WHAT YOU WILL DO: Give the data again in full, with every character unchanged.
━━━━━ SUPPLIED RECORDS
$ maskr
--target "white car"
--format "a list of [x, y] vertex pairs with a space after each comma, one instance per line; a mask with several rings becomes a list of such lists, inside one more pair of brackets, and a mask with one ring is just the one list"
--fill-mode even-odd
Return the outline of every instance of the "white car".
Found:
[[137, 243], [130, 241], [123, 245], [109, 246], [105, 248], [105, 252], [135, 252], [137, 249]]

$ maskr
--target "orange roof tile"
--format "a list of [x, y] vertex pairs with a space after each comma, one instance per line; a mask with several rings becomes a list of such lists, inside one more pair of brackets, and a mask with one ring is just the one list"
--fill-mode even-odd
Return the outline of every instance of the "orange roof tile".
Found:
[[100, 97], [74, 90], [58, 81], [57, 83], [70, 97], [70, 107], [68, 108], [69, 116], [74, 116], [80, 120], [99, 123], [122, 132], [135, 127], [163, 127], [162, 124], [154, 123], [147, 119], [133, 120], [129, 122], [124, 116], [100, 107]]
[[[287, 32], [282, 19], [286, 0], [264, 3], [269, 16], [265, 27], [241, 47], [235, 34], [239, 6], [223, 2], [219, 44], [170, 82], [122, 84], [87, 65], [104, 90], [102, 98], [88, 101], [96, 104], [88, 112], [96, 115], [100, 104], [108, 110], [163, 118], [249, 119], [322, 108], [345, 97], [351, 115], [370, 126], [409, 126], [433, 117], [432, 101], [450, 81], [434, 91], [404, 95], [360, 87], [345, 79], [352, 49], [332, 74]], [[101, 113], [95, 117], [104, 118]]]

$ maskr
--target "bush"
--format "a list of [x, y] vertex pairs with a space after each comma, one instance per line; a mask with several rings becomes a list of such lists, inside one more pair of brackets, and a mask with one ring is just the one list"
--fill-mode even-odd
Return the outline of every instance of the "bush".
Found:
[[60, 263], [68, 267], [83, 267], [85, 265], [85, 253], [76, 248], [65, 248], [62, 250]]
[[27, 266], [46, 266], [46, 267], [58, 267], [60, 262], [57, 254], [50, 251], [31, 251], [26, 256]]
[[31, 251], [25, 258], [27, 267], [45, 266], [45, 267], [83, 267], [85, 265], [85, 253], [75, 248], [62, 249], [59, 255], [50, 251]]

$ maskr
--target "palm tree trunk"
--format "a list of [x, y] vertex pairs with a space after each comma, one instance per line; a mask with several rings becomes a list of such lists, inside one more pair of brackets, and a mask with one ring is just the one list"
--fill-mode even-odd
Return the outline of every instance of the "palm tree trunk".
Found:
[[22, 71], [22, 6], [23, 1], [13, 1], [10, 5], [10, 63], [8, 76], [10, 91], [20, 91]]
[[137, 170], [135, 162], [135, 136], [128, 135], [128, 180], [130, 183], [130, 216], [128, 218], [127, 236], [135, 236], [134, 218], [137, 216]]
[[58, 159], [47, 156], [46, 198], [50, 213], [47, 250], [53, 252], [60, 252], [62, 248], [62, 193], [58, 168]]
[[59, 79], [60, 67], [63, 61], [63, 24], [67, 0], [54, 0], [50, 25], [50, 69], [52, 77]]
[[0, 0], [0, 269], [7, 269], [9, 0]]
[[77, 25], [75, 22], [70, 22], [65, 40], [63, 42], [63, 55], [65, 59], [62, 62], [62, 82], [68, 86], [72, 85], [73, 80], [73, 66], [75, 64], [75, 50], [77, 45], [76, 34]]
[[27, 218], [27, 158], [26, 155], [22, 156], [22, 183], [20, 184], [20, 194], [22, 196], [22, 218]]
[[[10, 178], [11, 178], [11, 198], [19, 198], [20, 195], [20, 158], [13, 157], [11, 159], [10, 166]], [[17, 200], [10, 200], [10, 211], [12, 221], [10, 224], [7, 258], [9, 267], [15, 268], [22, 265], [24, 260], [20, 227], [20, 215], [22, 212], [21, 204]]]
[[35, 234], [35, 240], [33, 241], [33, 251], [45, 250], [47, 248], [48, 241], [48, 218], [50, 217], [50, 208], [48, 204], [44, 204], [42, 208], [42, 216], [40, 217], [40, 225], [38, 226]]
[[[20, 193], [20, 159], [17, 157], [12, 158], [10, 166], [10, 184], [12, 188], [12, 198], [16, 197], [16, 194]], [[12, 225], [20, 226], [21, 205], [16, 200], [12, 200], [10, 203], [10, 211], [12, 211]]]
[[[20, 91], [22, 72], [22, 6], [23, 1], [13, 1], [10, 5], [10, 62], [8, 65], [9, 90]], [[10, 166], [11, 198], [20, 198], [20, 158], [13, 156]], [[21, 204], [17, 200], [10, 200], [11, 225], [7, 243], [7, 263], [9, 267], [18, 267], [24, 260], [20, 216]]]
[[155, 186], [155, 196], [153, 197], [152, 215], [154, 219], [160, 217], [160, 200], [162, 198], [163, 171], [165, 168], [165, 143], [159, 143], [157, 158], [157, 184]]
━━━━━━━━━━
THE COMPLETED TASK:
$ maskr
--target "white car"
--format "a list of [x, y] vertex pairs with a space after each comma, one instance per line; a mask with several rings becomes a list of such lists, inside one more pair of brackets, and a mask with one ring is just the one list"
--fill-mode even-odd
Return the outline of every instance of the "white car".
Found:
[[137, 243], [130, 241], [123, 245], [109, 246], [105, 248], [105, 252], [135, 252], [137, 249]]

$ maskr
--target "orange roof tile"
--format "a list of [x, y] vertex pairs with a space after each comma, one instance per line; a mask with several rings becomes a list of such lists, inside one more pair of brackets, and a mask with one ring is just the one list"
--fill-mode even-odd
Return the outline of every instance of the "orange roof tile".
Found:
[[100, 97], [74, 90], [58, 81], [57, 83], [70, 97], [70, 107], [68, 108], [69, 116], [74, 116], [80, 120], [99, 123], [122, 132], [135, 127], [163, 127], [162, 124], [154, 123], [147, 119], [133, 120], [129, 122], [124, 116], [100, 107]]
[[[287, 32], [282, 19], [286, 0], [264, 3], [269, 16], [265, 27], [241, 47], [235, 34], [239, 6], [223, 2], [219, 44], [170, 82], [122, 84], [87, 65], [104, 90], [102, 98], [88, 101], [96, 104], [88, 112], [96, 115], [100, 104], [108, 110], [163, 118], [249, 119], [322, 108], [345, 97], [351, 115], [370, 126], [409, 126], [433, 117], [432, 101], [450, 81], [434, 91], [404, 95], [360, 87], [345, 79], [352, 49], [332, 74]], [[101, 113], [95, 117], [104, 118]]]

$ maskr
--target "bush"
--format "a list of [x, y] vertex pairs with a space after each comma, one instance per line; a mask with several rings becomes a list of such lists, inside one more pair of brackets, and a mask with one ring is just the one list"
--fill-mode even-odd
Return the outline of every instance of the "bush".
Found:
[[60, 263], [68, 267], [83, 267], [85, 265], [85, 253], [76, 248], [65, 248], [62, 250]]
[[27, 266], [46, 266], [46, 267], [58, 267], [60, 262], [57, 254], [50, 251], [31, 251], [26, 256]]
[[31, 251], [25, 258], [27, 267], [45, 266], [45, 267], [83, 267], [85, 265], [85, 253], [75, 248], [62, 249], [59, 255], [50, 251]]

$ maskr
--target "palm tree trunk"
--format "a list of [x, y] vertex pairs with a space after each comma, one instance per line; a mask with several rings becomes a list of such lists, inside one more pair of brackets, and a mask with one ring is just the one list"
--fill-mode even-odd
Return the outline of every instance of the "palm tree trunk".
Found:
[[22, 71], [22, 6], [23, 1], [13, 1], [10, 5], [10, 63], [8, 76], [10, 91], [20, 91]]
[[137, 170], [135, 162], [135, 136], [128, 135], [128, 180], [130, 183], [130, 216], [128, 218], [127, 236], [135, 236], [134, 218], [137, 216]]
[[58, 159], [47, 156], [46, 198], [50, 213], [47, 250], [53, 252], [60, 252], [62, 248], [62, 193], [58, 168]]
[[59, 79], [60, 67], [63, 61], [63, 24], [67, 0], [54, 0], [50, 25], [50, 69], [52, 77]]
[[0, 0], [0, 269], [7, 269], [9, 0]]
[[77, 25], [75, 22], [70, 22], [65, 40], [63, 42], [63, 55], [65, 59], [62, 62], [62, 82], [68, 86], [72, 85], [73, 80], [73, 66], [75, 64], [75, 50], [77, 45], [76, 34]]
[[27, 218], [27, 158], [26, 155], [22, 156], [22, 183], [20, 184], [20, 194], [22, 196], [22, 218]]
[[[10, 178], [11, 178], [11, 198], [19, 198], [20, 195], [20, 158], [13, 157], [11, 159], [10, 166]], [[17, 200], [10, 200], [10, 211], [12, 221], [10, 224], [7, 258], [9, 267], [15, 268], [22, 265], [24, 260], [20, 227], [20, 215], [22, 212], [21, 204]]]
[[35, 234], [35, 240], [33, 241], [33, 251], [45, 250], [47, 248], [48, 241], [48, 218], [50, 217], [50, 208], [48, 204], [44, 204], [42, 208], [42, 216], [40, 217], [40, 225], [38, 226]]
[[[20, 193], [20, 159], [17, 157], [12, 158], [10, 166], [10, 184], [12, 188], [12, 198], [16, 197], [16, 194]], [[12, 225], [20, 226], [21, 205], [16, 200], [12, 200], [10, 203], [10, 211], [12, 211]]]
[[[20, 91], [22, 72], [22, 6], [23, 1], [13, 1], [10, 5], [10, 62], [8, 65], [9, 90]], [[10, 166], [11, 198], [20, 198], [20, 158], [13, 156]], [[21, 204], [17, 200], [10, 200], [11, 225], [7, 243], [7, 263], [9, 267], [18, 267], [24, 260], [20, 216]]]
[[155, 186], [155, 196], [153, 197], [152, 215], [154, 219], [160, 217], [160, 200], [162, 198], [163, 171], [165, 168], [165, 143], [159, 143], [157, 158], [157, 184]]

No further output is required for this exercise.